___ Text to read

Tag Archives: Jim Collins

I’m Back!

Hello again, it’s me. Back from my self-imposed or should I say self involved sabbatical.  I ran out of things to say there for a while (I find we all do that sometimes) and faced with reprinting other people’s material, re-treading my own, or clamming up I chose the latter for three months. I must admit some guilt every time I passed my computer on my way to watching football or playing my guitar, but never enough to actually sit down and write something.  So, here I am again, with a (hopefully) simple message.

Once upon a time I had a girlfriend who told me about how her father got hit by a trolley car when he was a kid.  Obviously, he was OK as he grew up to father children, but the story goes like this:  he and his mother had just come from the shoe store where he had gotten a new pair of shoes.  He was enthralled by how shiny they were and kept looking down at them.  His mother implored him to  pay less attention to his new shoes and more attention to where he was walking. They came to a busy street corner, he stepped off the curb whilst looking at his shoes and …. well you know the rest, he got hit by a trolley car.

______
___ Data provided

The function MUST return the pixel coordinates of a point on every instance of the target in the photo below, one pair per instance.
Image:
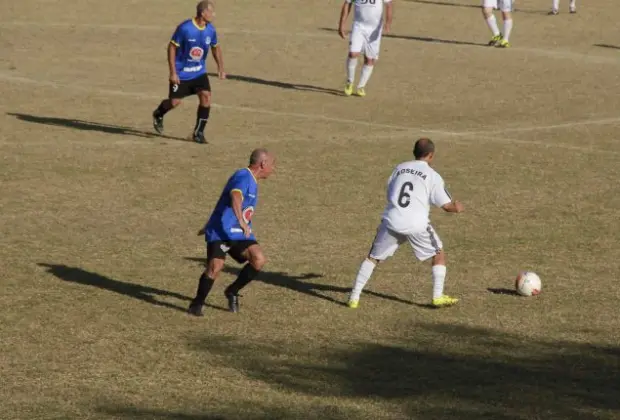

______

▸ What to produce
Would you print the part of the "I'm Back!" post that runs from "Once upon a" up to and including "a trolley car.", word for word?

▸ Result below
Once upon a time I had a girlfriend who told me about how her father got hit by a trolley car when he was a kid.  Obviously, he was OK as he grew up to father children, but the story goes like this:  he and his mother had just come from the shoe store where he had gotten a new pair of shoes.  He was enthralled by how shiny they were and kept looking down at them.  His mother implored him to  pay less attention to his new shoes and more attention to where he was walking. They came to a busy street corner, he stepped off the curb whilst looking at his shoes and …. well you know the rest, he got hit by a trolley car.